- _Exercise directions_
Nothing in the records may change. Output them all exactly.

- _Data to use_
◆ ◆ ◆ ◆ ◆ ◆ ◆

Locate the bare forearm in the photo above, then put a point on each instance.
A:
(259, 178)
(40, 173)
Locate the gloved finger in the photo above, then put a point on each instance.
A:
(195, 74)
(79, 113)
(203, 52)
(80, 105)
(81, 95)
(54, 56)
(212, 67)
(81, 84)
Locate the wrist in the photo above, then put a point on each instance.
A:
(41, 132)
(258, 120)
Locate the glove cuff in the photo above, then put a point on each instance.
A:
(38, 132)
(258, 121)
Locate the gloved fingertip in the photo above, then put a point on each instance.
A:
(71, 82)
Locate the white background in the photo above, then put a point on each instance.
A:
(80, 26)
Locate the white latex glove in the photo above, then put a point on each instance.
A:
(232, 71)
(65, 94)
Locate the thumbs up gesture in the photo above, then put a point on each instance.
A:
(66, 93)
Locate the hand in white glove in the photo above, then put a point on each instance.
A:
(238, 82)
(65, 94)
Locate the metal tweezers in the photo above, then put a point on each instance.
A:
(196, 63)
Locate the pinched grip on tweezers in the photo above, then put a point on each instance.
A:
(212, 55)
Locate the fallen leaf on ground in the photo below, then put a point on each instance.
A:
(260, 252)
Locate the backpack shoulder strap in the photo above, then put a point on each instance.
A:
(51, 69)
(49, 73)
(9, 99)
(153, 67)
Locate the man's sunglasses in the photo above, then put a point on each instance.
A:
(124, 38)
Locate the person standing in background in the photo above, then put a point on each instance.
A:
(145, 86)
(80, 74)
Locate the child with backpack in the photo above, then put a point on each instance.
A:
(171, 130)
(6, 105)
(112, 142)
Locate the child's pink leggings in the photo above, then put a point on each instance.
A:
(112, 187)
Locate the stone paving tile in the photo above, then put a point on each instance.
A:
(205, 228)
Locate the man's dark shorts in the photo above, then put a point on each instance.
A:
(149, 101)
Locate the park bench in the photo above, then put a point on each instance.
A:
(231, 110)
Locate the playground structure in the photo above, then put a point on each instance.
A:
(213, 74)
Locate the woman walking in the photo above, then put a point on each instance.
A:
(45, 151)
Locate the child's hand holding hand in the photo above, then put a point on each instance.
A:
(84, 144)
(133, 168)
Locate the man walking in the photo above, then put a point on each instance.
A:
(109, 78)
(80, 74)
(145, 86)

◆ ◆ ◆ ◆ ◆ ◆ ◆

- _The answer_
Locate the bare forearm in the photo above, then put a point on each instance.
A:
(259, 178)
(40, 173)
Locate the gloved finger in the photo above, then put a point on each instance.
A:
(195, 74)
(79, 113)
(203, 52)
(80, 105)
(81, 95)
(54, 56)
(212, 67)
(81, 84)
Locate the wrist in the photo above, then put a point on each instance.
A:
(41, 132)
(258, 120)
Locate the glove cuff in the photo above, then put a point on each instance.
A:
(38, 132)
(258, 121)
Locate the gloved fingertip in the photo above, then put a point on each instance.
A:
(71, 82)
Locate the white background in the photo above, then put a point on each instance.
A:
(80, 26)
Locate the white latex glove in the photo above, then put a point on each instance.
A:
(232, 71)
(65, 94)
Locate the thumbs up gesture in the photo above, then put a point on each instance.
A:
(66, 93)
Locate the hand in white glove in the photo above, then put a point on each instance.
A:
(238, 82)
(65, 94)
Locate the metal tweezers in the photo above, then put a point on each instance.
A:
(196, 63)
Locate the pinched grip on tweezers in the photo above, then put a point on each instance.
A:
(212, 55)
Locate the fallen leaf on ground in the photo below, then put a point on each instance.
A:
(260, 252)
Locate the backpack shoulder strap in the photo above, then put a point on each instance.
A:
(51, 69)
(49, 73)
(9, 99)
(153, 67)
Locate the man's sunglasses in the photo above, then put a point on each instance.
A:
(124, 38)
Locate the person standing in background in the photo above, then put a point on each instance.
A:
(145, 86)
(80, 74)
Locate the child with backpack in the photo above, then put a point on each instance.
A:
(171, 130)
(6, 105)
(112, 142)
Locate the child's pink leggings in the photo above, then put a point on each instance.
A:
(112, 187)
Locate the stone paving tile in the photo above, then put a point on each instance.
A:
(205, 228)
Locate the man's dark shorts in the photo above, then put a point on each instance.
A:
(149, 101)
Locate the park bench in the photo above, then put a point on each instance.
A:
(231, 110)
Locate the playground structure in the photo above, then put a point on each instance.
A:
(213, 74)
Locate the woman walking in the photo above, then put a point on each instance.
A:
(45, 151)
Locate the child's hand holding hand in the photo above, then put a point on each instance.
A:
(84, 144)
(133, 168)
Locate the man walking in the photo above, then put a point on each instance.
A:
(109, 78)
(80, 74)
(145, 86)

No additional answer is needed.